▶ **What is required**:
Render every line of the data below as a JSON list of strings, one string per line, omitting blank lines. Leave the pictures out.

Stored entries:
● ● ●

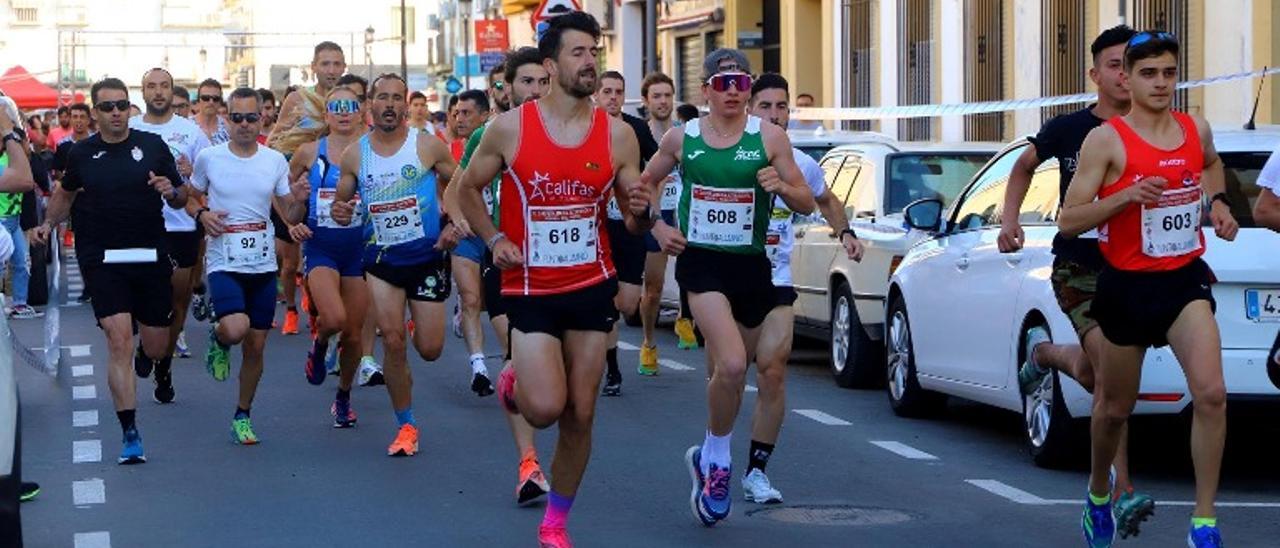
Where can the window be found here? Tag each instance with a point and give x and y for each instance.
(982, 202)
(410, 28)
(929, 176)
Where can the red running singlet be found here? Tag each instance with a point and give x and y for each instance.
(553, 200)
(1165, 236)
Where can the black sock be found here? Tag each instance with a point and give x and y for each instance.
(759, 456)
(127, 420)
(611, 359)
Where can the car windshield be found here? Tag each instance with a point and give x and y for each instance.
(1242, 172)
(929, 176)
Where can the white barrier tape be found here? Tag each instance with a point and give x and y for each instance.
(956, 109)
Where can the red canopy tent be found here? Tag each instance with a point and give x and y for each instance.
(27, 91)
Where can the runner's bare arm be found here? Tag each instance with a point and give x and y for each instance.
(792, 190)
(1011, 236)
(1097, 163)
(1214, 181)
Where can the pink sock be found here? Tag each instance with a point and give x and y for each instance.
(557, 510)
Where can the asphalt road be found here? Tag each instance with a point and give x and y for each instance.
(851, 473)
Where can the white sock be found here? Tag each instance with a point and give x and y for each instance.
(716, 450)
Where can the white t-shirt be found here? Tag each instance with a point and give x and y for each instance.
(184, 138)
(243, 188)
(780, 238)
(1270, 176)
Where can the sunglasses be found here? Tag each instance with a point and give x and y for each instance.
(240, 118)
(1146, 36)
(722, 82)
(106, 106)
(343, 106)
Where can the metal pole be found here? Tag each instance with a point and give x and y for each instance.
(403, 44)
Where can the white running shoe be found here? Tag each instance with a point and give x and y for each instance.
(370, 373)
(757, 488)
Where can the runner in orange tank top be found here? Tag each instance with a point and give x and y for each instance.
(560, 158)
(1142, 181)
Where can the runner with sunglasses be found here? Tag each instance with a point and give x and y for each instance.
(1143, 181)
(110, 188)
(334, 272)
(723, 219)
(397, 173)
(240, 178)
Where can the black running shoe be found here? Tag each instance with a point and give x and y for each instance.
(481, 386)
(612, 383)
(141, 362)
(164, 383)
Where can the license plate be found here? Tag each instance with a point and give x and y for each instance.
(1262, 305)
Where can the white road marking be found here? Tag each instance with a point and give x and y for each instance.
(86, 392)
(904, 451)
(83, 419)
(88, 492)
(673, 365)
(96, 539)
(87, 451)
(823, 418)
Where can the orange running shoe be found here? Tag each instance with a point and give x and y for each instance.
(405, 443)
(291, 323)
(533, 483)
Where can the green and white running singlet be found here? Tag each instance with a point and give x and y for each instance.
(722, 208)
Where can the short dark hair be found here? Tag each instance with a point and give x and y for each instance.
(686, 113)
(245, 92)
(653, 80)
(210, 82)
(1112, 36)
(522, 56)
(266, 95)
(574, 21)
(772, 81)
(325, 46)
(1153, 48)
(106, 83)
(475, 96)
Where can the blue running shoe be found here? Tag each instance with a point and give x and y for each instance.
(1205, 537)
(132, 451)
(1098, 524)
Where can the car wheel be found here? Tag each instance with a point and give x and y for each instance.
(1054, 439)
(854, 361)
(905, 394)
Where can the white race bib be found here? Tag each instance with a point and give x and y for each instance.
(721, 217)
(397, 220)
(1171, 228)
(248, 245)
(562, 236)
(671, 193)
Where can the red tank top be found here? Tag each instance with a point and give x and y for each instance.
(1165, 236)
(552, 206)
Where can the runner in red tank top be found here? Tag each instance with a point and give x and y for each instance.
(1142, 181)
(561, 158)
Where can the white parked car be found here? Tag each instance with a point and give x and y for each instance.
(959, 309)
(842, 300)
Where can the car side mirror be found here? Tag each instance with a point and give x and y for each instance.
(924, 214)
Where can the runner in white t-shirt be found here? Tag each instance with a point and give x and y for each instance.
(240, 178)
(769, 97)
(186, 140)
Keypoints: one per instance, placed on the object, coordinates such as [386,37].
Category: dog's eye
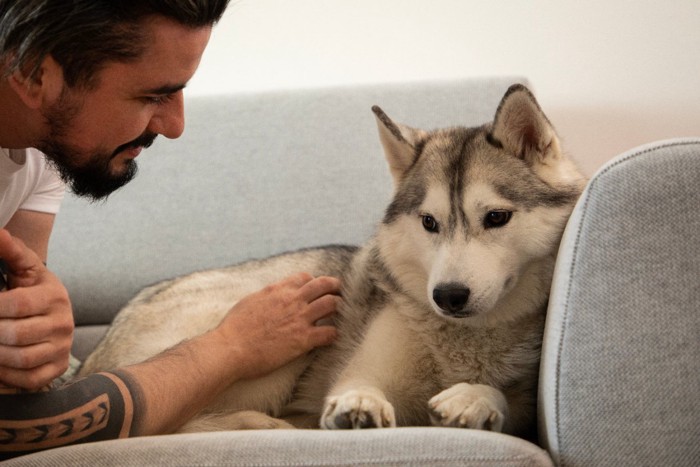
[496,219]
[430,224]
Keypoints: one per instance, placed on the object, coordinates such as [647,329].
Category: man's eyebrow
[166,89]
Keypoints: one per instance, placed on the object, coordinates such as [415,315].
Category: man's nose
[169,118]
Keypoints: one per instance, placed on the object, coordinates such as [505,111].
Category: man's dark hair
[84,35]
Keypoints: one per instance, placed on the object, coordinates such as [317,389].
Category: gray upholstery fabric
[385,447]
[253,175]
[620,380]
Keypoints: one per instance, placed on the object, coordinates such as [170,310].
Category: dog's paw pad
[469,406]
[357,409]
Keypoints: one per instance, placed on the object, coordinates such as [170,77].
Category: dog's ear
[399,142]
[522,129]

● ● ●

▶ **Output of the exercise**:
[
  "Where can the window be found here? Tag each instance with a point and give x and y for each instance.",
  "(982, 202)",
  "(410, 28)",
  "(929, 176)",
  "Where can the red running singlet be found here? Tag each instance with a point and give x and y for each instance.",
  "(553, 200)",
  "(1165, 236)",
  "Where can the black sock be found here? Tag each instance with a point and give x and y for each instance.",
  "(759, 456)",
  "(127, 420)",
  "(611, 359)",
  "Where can the car windshield be found here? Tag each instance with a point and give x and y for each instance.",
  "(1242, 172)",
  "(929, 176)",
  "Where can the white barrier tape be found here? Tag each instance with a point and give x and y for each instance.",
  "(956, 109)",
  "Where can the red canopy tent be found here? Tag each instance with a point and give x and y for each instance.",
  "(27, 91)",
  "Where can the runner's bare arm be found here? Tag each instance with a point and give x and y for each instance.",
  "(792, 190)",
  "(1011, 236)",
  "(1097, 163)",
  "(1214, 181)",
  "Where can the pink sock be found here? Tag each instance with a point and give x and y for each instance.",
  "(557, 510)",
  "Where can the asphalt road be found here? Tag each instance with a point and give x and y for each instance.",
  "(851, 473)",
  "Where can the white sock be found here? Tag each instance with a point and give x and y for each instance.",
  "(716, 450)",
  "Where can the white t-shirt be found here? Tag each instance with a point and give x and y for each instance.",
  "(184, 138)",
  "(243, 188)",
  "(780, 238)",
  "(1270, 176)",
  "Where can the sunglasses be found here? Tag each instance with a point and give x and y for each instance.",
  "(240, 118)",
  "(1146, 36)",
  "(722, 82)",
  "(106, 106)",
  "(343, 106)",
  "Where can the metal pole be found here? Tag each instance with a point and give x and y for each instance.",
  "(403, 44)",
  "Where can the white running shoe be found here? Tag each instance with a point and give x and y for each instance.",
  "(370, 373)",
  "(757, 488)",
  "Where can the runner in orange tank top be found here? Tag each instance with a point and give x and y for each instance.",
  "(560, 158)",
  "(1142, 181)",
  "Where can the runner with sunglasses be found here? Tag each instance with a point and give x and y for each instance.",
  "(1143, 181)",
  "(110, 188)",
  "(334, 272)",
  "(723, 219)",
  "(397, 173)",
  "(240, 178)",
  "Where can the black running shoe be found here? Tag each instance with a point and give x and y for each instance.",
  "(481, 386)",
  "(612, 383)",
  "(141, 362)",
  "(164, 383)",
  "Where can the license plate be found here? Tag each instance with a point and give x and y for each instance.",
  "(1262, 305)",
  "Where can the white road marking be found here? Tag each instance with a point and give x and y for each instance.",
  "(86, 392)",
  "(904, 451)",
  "(83, 419)",
  "(88, 492)",
  "(673, 365)",
  "(96, 539)",
  "(87, 451)",
  "(823, 418)",
  "Where can the orange running shoe be found here? Tag each instance with a point and give x and y for each instance.",
  "(405, 443)",
  "(291, 323)",
  "(533, 483)",
  "Where can the green and white running singlet be found here? Tag each instance with a point and give x and y for each instance.",
  "(722, 208)",
  "Where can the short dark hair be found here? Tag each instance with a point and give x and y for each instance.",
  "(686, 113)",
  "(245, 92)",
  "(653, 80)",
  "(210, 82)",
  "(1112, 36)",
  "(522, 56)",
  "(266, 95)",
  "(574, 21)",
  "(772, 81)",
  "(325, 46)",
  "(1153, 48)",
  "(106, 83)",
  "(475, 96)",
  "Where can the blue running shoe be found here? Tag each instance with a point and give x and y for each instance.",
  "(1205, 537)",
  "(132, 451)",
  "(1098, 524)",
  "Where can the car wheel be found here? Tag each instance with a point and give x and y for each instance.",
  "(1054, 439)",
  "(854, 361)",
  "(905, 394)",
  "Where can the white race bib be found here? Tag each instance with a point and give x and y for each instance.",
  "(721, 217)",
  "(397, 220)",
  "(1171, 228)",
  "(248, 245)",
  "(562, 236)",
  "(671, 193)",
  "Where can the red tank top be found here? Tag each instance with a point and give x and y for each instance.",
  "(1165, 236)",
  "(552, 206)",
  "Where can the runner in red tank top be found here? Tag each instance with a point and give x and y for each instance.",
  "(1142, 181)",
  "(561, 158)",
  "Where can the white parked car be found here? Tag each instance with a point and give x and y for each instance.",
  "(959, 309)",
  "(842, 300)",
  "Where can the car side mirror be found here? Tag each instance with a point and give x and y for each instance.",
  "(924, 214)",
  "Where can the runner in white t-shirt be found here? Tag each instance with a point and give x and y for each instance.",
  "(240, 178)",
  "(769, 97)",
  "(186, 140)",
  "Keypoints: one per instance, placed on the object, coordinates such as [386,37].",
  "Category: dog's eye",
  "[496,219]",
  "[430,224]",
  "Keypoints: one per instance, placed on the object, coordinates such as [647,329].",
  "Category: man's eyebrow",
  "[166,89]",
  "Keypoints: one per instance, placed on the object, coordinates such as [415,315].",
  "Category: man's nose",
  "[169,118]",
  "Keypoints: one per instance, placed on the object, coordinates such as [505,111].",
  "Category: man's dark hair",
  "[84,35]",
  "Keypoints: one per instance, placed on the object, coordinates such as [317,389].",
  "Category: gray upholstery fabric",
  "[385,447]",
  "[253,175]",
  "[620,380]",
  "Keypoints: one per instance, placed on the object, coordinates such as [170,310].",
  "Category: dog's paw pad",
  "[469,406]",
  "[357,409]",
  "Keypoints: one per instance, placed on the object, coordinates such as [170,77].",
  "Category: dog's ear",
  "[399,142]",
  "[522,129]"
]